■ **Labeled area outline items**:
* Begin *

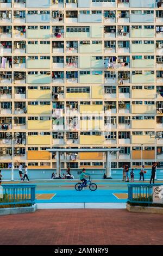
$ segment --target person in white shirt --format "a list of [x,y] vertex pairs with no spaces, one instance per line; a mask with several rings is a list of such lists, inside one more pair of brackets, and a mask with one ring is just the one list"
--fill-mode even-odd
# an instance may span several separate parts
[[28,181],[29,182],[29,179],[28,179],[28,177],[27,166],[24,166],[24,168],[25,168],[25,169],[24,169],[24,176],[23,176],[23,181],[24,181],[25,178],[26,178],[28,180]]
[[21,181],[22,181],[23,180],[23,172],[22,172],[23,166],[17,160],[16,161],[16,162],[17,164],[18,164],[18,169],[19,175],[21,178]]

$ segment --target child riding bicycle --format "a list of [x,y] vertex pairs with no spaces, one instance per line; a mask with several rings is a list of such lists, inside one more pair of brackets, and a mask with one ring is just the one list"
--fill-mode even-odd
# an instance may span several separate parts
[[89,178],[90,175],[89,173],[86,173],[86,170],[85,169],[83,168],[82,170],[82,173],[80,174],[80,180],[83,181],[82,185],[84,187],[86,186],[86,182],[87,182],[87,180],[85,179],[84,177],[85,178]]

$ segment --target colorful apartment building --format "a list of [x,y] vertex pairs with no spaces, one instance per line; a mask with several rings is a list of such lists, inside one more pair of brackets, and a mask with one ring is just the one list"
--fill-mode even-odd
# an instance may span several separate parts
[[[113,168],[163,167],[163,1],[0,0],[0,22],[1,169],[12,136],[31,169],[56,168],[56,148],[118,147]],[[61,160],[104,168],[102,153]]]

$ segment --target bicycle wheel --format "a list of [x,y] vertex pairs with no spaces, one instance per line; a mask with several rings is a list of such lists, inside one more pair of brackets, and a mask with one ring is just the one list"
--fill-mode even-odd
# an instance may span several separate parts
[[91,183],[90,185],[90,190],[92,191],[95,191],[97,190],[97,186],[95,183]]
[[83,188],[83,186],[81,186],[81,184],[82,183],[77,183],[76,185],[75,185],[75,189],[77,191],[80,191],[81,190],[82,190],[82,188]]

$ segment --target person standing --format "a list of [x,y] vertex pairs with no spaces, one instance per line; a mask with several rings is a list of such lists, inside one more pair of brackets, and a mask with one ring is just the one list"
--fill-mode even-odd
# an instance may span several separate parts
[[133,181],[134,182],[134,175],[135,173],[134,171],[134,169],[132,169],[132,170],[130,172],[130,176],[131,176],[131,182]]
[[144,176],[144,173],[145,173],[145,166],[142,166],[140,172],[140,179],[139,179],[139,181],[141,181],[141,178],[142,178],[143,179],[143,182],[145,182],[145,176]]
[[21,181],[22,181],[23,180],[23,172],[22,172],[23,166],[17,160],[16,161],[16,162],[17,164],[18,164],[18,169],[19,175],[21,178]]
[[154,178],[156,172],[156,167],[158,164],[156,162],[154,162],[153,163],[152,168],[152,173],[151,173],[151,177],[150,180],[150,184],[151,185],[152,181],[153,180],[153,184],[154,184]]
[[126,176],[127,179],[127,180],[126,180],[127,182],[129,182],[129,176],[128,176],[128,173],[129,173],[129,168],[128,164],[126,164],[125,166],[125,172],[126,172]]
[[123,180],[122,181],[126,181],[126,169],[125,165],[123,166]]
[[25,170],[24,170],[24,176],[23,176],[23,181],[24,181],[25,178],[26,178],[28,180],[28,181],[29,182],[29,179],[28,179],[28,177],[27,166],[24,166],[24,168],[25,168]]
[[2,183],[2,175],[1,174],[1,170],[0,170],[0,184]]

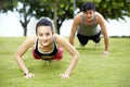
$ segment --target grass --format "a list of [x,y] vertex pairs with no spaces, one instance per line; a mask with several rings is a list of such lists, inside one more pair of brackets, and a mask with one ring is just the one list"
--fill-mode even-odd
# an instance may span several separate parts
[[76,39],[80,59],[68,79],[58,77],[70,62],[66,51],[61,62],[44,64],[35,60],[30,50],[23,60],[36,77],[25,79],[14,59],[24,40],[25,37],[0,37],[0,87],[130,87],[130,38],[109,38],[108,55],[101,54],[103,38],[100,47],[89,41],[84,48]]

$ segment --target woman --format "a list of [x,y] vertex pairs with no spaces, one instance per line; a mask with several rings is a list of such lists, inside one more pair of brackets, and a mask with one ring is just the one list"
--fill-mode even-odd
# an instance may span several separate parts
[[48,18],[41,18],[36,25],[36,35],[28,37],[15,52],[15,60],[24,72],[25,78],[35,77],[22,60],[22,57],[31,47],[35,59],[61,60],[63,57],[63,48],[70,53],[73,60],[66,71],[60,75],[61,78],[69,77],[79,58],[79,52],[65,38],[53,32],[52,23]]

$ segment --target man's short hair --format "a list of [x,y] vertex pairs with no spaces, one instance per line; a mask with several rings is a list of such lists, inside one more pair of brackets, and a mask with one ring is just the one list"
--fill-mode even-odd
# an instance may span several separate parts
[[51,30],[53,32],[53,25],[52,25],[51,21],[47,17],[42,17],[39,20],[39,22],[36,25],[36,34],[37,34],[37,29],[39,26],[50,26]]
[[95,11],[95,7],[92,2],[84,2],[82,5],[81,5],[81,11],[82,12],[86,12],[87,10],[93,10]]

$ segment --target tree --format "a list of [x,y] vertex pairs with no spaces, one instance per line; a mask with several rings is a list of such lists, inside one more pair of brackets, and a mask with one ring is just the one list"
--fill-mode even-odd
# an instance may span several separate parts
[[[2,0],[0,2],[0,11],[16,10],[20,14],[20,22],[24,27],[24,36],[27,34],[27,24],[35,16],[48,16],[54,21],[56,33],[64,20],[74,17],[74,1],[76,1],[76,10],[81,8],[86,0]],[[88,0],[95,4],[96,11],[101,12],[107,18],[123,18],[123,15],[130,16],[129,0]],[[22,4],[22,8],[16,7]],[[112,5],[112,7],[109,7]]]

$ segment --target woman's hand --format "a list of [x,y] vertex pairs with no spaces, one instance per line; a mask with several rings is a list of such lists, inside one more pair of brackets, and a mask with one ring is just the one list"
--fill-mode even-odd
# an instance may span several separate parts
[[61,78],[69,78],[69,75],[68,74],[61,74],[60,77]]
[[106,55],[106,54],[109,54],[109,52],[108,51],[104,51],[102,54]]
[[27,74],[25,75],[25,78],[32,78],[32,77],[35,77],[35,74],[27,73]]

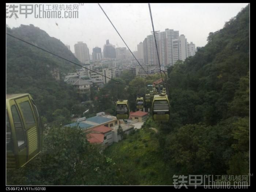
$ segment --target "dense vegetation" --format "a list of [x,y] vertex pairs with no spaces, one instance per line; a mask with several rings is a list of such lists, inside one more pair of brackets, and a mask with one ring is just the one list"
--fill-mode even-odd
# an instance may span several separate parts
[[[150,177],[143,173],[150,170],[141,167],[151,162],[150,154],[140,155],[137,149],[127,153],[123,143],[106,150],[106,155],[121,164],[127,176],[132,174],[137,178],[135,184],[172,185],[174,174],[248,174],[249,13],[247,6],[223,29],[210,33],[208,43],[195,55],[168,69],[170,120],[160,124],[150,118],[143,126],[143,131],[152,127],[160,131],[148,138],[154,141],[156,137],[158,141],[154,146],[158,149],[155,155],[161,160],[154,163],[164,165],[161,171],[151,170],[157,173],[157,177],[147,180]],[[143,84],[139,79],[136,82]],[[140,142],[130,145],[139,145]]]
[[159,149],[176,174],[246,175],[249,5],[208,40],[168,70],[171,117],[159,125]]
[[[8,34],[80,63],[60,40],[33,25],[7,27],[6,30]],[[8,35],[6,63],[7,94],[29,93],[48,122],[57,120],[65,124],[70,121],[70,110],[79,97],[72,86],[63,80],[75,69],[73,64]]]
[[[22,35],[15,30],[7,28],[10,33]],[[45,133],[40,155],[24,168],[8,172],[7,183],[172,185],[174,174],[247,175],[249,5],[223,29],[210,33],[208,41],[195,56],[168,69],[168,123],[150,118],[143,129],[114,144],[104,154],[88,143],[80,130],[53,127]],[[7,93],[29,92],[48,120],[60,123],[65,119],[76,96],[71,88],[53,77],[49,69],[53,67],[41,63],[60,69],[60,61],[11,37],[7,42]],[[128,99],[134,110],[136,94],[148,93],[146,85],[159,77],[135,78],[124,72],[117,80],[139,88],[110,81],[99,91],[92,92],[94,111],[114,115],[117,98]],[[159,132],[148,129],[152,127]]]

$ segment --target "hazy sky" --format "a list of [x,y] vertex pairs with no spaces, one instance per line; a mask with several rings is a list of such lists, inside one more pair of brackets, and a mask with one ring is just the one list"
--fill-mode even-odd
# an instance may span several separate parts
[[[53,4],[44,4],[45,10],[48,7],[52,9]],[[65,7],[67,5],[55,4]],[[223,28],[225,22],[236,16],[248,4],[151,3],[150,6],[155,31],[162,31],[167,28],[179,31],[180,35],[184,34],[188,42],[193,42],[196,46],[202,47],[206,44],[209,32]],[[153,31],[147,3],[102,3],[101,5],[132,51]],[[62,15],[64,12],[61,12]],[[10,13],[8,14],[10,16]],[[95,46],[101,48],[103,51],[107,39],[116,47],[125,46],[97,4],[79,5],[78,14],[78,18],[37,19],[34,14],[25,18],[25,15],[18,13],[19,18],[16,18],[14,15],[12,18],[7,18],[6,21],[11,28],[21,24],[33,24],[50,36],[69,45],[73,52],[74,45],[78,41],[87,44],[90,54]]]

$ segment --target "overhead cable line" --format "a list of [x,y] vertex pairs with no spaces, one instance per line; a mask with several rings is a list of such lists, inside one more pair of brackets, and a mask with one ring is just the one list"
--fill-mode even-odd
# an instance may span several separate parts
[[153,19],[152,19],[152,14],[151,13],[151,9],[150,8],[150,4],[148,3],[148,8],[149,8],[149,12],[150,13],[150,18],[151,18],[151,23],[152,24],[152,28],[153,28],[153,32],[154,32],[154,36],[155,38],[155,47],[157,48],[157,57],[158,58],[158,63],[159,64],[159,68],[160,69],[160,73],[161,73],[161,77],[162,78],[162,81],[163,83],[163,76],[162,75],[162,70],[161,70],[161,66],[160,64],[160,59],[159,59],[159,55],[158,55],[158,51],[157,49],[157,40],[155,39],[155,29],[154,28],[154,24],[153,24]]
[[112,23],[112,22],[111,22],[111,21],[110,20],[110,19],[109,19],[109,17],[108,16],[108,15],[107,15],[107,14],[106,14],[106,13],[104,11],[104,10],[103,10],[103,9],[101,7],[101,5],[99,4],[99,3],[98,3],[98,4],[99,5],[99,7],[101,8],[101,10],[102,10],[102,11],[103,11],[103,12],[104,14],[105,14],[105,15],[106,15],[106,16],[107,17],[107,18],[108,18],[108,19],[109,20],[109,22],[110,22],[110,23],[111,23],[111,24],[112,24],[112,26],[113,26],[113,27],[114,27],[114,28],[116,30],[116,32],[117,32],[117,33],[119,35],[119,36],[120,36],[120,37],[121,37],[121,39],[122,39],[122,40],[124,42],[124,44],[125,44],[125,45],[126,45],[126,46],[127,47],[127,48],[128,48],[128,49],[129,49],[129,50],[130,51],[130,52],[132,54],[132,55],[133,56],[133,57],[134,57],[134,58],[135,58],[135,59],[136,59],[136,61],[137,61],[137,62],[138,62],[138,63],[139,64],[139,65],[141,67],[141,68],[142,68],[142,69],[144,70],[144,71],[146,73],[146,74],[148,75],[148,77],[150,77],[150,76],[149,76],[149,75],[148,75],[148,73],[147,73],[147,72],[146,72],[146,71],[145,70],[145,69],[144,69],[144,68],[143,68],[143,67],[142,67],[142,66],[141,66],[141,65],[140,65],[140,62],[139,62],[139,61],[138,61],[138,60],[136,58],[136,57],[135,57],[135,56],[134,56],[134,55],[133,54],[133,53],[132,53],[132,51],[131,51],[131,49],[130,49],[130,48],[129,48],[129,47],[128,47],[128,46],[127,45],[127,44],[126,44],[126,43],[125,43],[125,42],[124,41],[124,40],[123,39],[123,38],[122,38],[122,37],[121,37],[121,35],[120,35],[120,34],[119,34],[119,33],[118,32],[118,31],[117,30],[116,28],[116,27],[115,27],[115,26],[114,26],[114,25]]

* End *

■ **Your objective**:
Find every line in the material that contains the string "short", and copy each one.

■ **Task output**:
$ segment --target man's short hair --format "a list of [x,y] vertex pairs with no spaces, one instance per line; a mask with several rings is a list of such lists, inside one more pair of brackets, and a mask with one ring is just the one list"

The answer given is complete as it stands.